• **RAW RECORDS**:

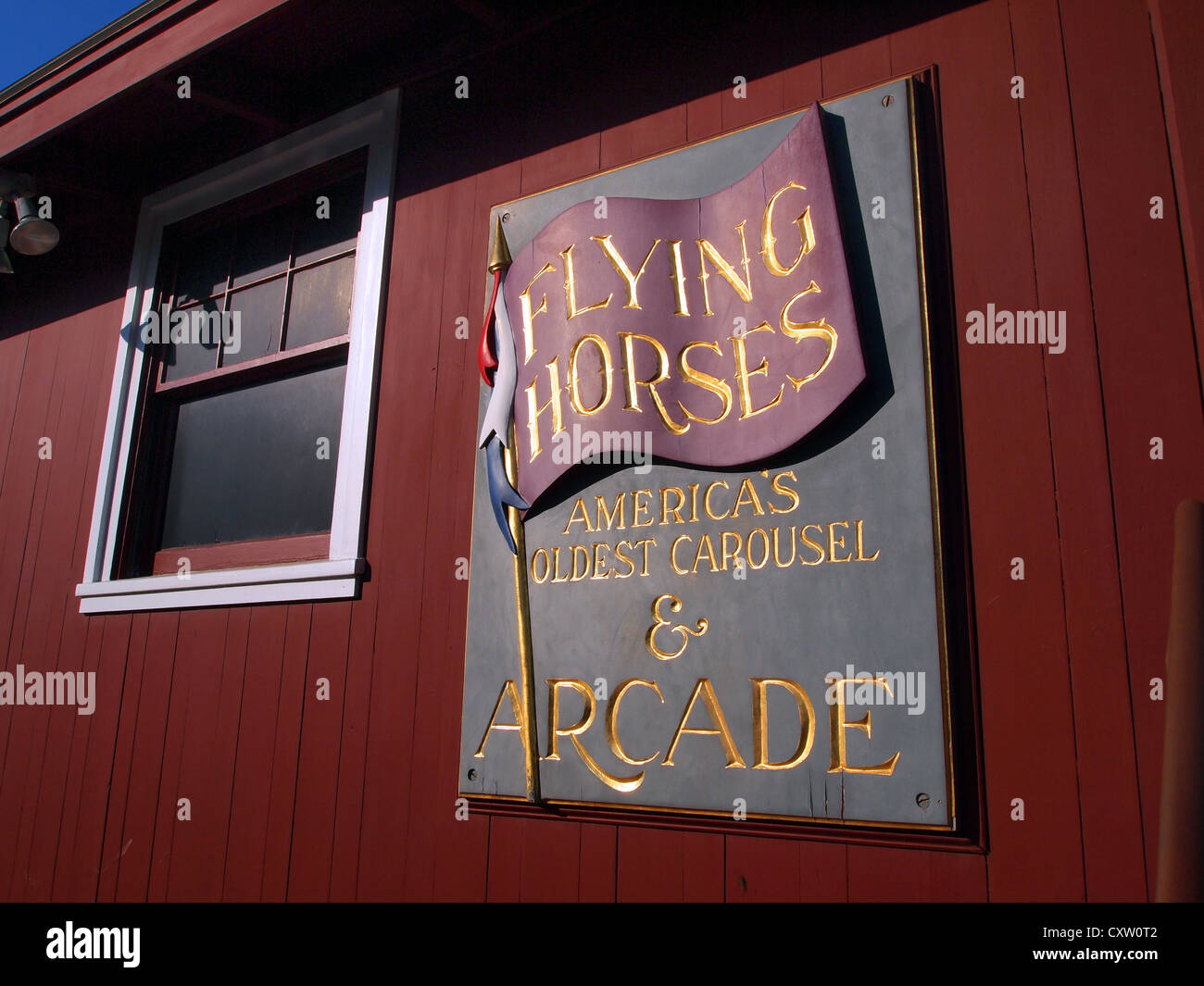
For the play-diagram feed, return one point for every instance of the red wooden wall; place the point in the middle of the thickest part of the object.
(1048, 201)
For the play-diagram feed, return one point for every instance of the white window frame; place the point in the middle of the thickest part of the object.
(372, 124)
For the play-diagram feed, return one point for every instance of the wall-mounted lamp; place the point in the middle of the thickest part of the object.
(31, 235)
(5, 263)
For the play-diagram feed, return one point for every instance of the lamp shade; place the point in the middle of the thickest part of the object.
(32, 236)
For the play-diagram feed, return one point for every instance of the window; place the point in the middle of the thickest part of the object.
(236, 445)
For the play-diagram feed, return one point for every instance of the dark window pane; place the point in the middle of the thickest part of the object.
(259, 309)
(320, 304)
(323, 237)
(264, 243)
(196, 351)
(245, 462)
(204, 264)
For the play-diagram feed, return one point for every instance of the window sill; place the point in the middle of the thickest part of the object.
(332, 580)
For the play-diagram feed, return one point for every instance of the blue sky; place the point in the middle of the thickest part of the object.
(47, 28)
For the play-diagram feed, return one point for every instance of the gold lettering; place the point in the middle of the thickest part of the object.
(811, 544)
(785, 492)
(761, 725)
(707, 693)
(574, 396)
(861, 555)
(777, 552)
(571, 289)
(666, 509)
(546, 565)
(555, 576)
(529, 316)
(621, 265)
(705, 548)
(519, 726)
(753, 501)
(839, 724)
(734, 553)
(585, 562)
(621, 500)
(715, 385)
(600, 569)
(621, 556)
(662, 372)
(834, 542)
(743, 373)
(767, 239)
(673, 554)
(573, 732)
(558, 424)
(682, 305)
(725, 269)
(706, 499)
(765, 550)
(612, 717)
(579, 505)
(637, 505)
(807, 330)
(646, 543)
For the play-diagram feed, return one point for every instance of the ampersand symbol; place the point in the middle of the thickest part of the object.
(679, 629)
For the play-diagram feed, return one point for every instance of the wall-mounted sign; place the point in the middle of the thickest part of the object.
(706, 561)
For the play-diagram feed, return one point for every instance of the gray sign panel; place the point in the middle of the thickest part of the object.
(731, 600)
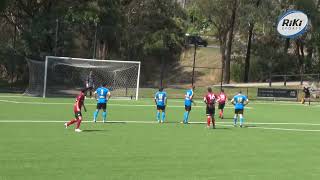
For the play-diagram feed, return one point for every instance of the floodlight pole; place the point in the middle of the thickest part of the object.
(45, 77)
(194, 62)
(56, 40)
(95, 42)
(222, 71)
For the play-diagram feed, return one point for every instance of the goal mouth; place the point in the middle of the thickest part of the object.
(66, 76)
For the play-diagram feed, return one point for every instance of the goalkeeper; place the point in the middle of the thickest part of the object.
(188, 100)
(102, 94)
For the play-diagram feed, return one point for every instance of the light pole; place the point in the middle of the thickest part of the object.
(56, 40)
(194, 62)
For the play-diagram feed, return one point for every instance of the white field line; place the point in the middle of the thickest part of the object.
(154, 122)
(91, 104)
(286, 129)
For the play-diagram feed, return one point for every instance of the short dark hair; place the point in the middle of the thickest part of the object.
(84, 90)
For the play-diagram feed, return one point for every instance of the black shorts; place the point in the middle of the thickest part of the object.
(162, 108)
(187, 108)
(77, 114)
(221, 106)
(102, 106)
(238, 111)
(210, 111)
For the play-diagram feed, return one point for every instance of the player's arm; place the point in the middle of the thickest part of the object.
(95, 95)
(205, 100)
(246, 101)
(84, 108)
(155, 99)
(108, 96)
(232, 101)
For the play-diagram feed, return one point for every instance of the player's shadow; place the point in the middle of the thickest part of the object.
(250, 126)
(93, 130)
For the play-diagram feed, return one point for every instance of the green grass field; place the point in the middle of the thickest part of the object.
(281, 141)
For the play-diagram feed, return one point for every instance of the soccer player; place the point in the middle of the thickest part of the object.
(239, 101)
(77, 111)
(102, 94)
(90, 84)
(210, 100)
(222, 99)
(161, 100)
(307, 94)
(187, 104)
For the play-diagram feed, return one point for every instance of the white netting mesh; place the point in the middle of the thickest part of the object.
(66, 76)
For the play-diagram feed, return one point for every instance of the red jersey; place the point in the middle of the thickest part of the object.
(210, 99)
(222, 98)
(79, 102)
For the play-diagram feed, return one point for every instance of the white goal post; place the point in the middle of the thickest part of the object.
(65, 76)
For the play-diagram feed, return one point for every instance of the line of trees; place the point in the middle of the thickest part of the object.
(249, 44)
(153, 31)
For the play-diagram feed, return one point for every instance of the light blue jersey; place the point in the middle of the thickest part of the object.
(102, 93)
(188, 97)
(239, 101)
(160, 98)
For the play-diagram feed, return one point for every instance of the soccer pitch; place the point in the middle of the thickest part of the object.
(281, 141)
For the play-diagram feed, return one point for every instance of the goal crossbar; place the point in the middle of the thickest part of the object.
(88, 65)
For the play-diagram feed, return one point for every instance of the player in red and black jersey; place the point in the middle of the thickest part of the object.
(210, 100)
(222, 99)
(77, 111)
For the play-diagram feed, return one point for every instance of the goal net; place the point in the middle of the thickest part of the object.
(65, 76)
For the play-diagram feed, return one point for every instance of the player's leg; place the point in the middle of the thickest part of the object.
(241, 118)
(186, 114)
(212, 113)
(163, 114)
(158, 114)
(104, 113)
(79, 120)
(213, 121)
(235, 118)
(96, 113)
(72, 121)
(221, 107)
(208, 117)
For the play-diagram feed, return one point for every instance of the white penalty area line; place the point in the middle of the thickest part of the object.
(90, 104)
(155, 122)
(228, 124)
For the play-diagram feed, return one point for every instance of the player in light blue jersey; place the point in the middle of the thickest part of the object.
(187, 104)
(102, 95)
(239, 101)
(161, 100)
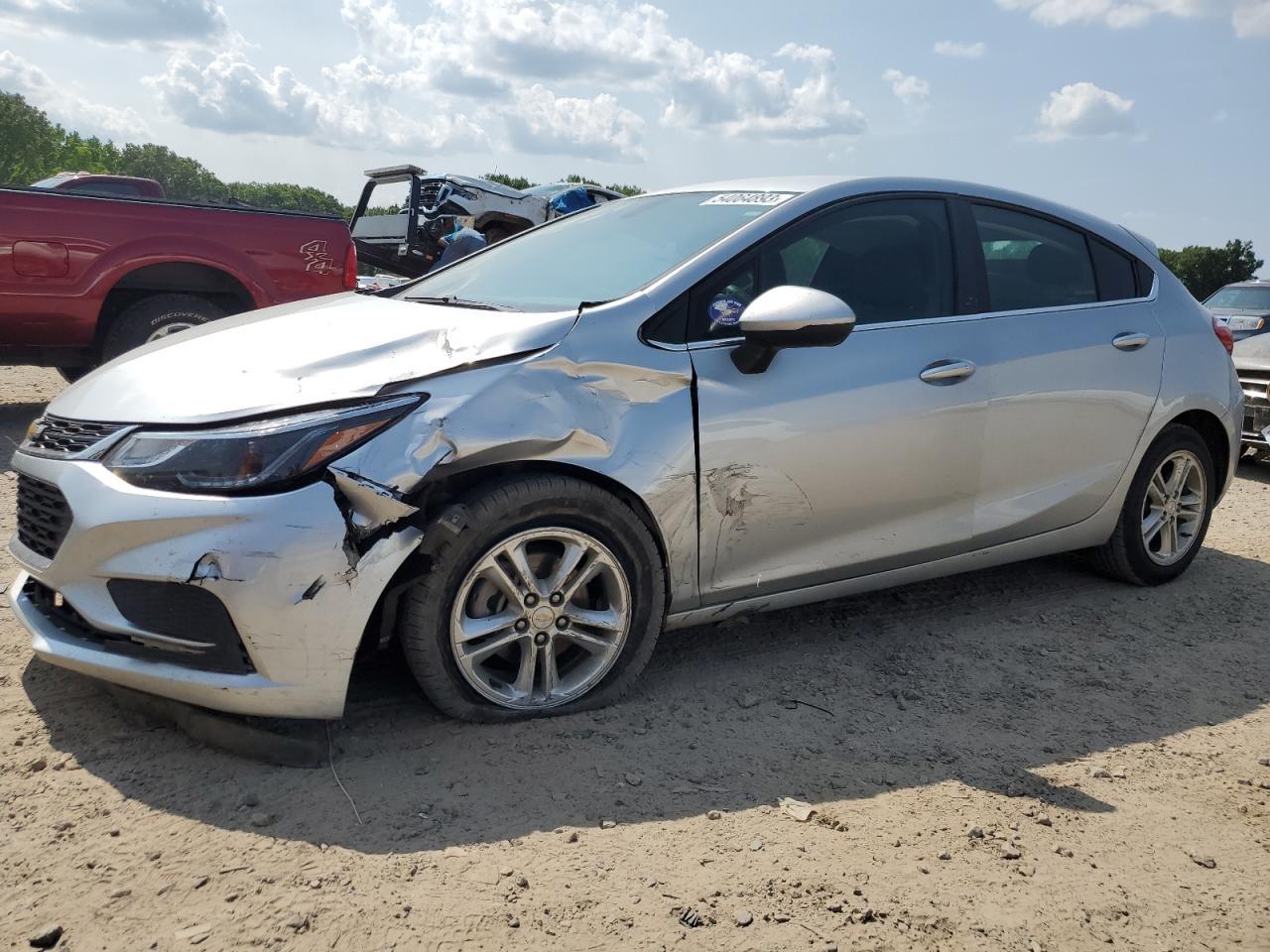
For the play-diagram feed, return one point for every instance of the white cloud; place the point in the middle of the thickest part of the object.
(64, 105)
(541, 122)
(911, 90)
(227, 94)
(1248, 17)
(738, 95)
(1252, 19)
(1084, 111)
(964, 51)
(556, 72)
(123, 22)
(481, 49)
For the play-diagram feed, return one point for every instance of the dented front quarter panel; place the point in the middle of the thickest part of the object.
(599, 402)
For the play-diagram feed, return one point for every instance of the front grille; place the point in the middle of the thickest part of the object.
(44, 516)
(55, 436)
(226, 655)
(430, 194)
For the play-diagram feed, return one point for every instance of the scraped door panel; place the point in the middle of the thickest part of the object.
(837, 462)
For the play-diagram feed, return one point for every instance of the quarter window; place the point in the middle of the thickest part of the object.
(1114, 271)
(1033, 262)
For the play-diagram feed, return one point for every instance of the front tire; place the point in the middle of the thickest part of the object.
(549, 601)
(1166, 512)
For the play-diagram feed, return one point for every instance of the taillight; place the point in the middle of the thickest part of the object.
(350, 268)
(1223, 334)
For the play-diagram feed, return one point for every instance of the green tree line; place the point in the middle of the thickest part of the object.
(33, 148)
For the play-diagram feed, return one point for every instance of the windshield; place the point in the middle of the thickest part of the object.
(602, 254)
(1241, 298)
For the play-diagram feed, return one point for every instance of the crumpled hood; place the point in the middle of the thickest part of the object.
(310, 352)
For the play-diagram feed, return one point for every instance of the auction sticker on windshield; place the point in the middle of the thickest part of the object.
(765, 198)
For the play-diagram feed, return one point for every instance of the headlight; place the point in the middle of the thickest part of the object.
(250, 457)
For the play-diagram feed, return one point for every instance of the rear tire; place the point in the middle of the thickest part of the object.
(1162, 527)
(154, 317)
(539, 509)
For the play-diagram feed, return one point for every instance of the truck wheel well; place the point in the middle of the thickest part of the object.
(1210, 430)
(173, 277)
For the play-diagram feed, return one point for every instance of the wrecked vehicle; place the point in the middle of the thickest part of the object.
(411, 241)
(666, 412)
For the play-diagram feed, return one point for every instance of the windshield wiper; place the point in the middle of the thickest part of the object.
(451, 301)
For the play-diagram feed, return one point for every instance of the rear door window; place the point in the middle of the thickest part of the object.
(1033, 262)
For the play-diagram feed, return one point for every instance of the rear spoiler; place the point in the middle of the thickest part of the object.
(394, 173)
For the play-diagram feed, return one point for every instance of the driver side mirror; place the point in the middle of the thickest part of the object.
(790, 316)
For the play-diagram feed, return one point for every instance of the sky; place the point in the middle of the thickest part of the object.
(1152, 113)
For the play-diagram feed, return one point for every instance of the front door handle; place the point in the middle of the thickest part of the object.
(1129, 341)
(943, 372)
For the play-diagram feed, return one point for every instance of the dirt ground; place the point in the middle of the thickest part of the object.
(1026, 758)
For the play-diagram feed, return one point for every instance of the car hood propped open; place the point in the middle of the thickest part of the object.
(300, 354)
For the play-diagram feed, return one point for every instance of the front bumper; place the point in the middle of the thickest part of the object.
(298, 601)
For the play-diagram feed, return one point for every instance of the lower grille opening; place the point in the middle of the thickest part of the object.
(198, 616)
(44, 516)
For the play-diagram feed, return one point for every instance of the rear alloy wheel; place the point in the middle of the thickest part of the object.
(549, 601)
(1165, 515)
(1174, 508)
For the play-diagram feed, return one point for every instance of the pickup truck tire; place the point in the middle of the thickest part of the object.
(154, 317)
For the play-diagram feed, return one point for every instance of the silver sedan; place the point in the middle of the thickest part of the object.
(659, 413)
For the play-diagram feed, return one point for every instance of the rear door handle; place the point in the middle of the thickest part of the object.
(1129, 341)
(943, 372)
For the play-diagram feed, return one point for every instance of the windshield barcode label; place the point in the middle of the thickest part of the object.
(766, 198)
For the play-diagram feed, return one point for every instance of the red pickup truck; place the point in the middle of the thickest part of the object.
(85, 277)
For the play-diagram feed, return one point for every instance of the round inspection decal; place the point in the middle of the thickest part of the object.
(725, 312)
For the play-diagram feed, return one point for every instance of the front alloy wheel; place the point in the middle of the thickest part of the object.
(540, 619)
(548, 599)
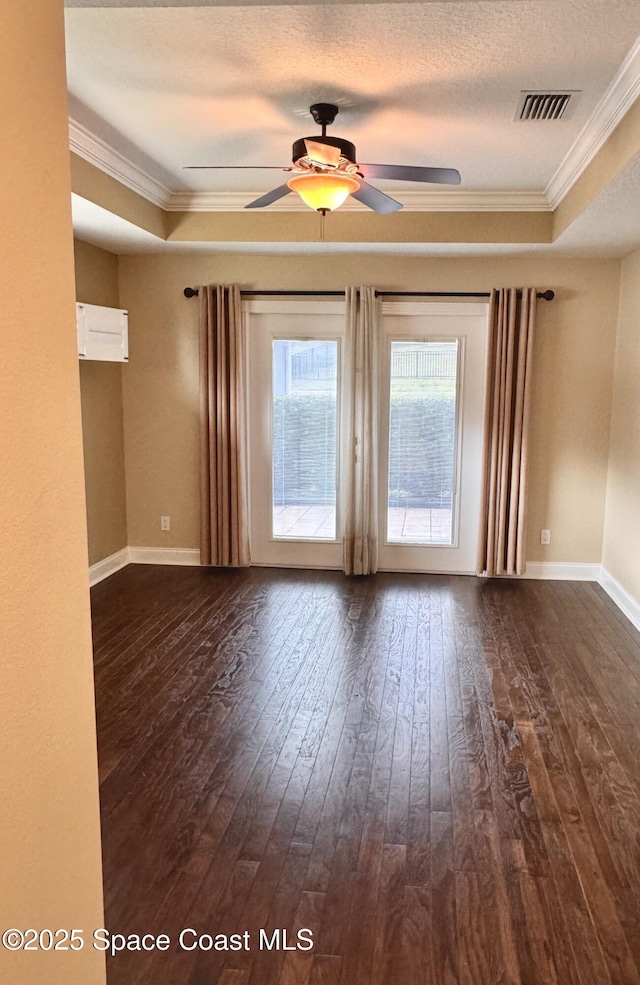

• **PROBLEM TO WORK ON**:
Can you copy out the rows word for word, from the start of the rows up to and including the line with "(1048, 201)", leaving the pictures out of your answer?

• **FULL OUTPUT**:
For the play-diagram feed, return one point for every instance of the red wooden wall; place the point in the middle of the thickest part of the object.
(1048, 201)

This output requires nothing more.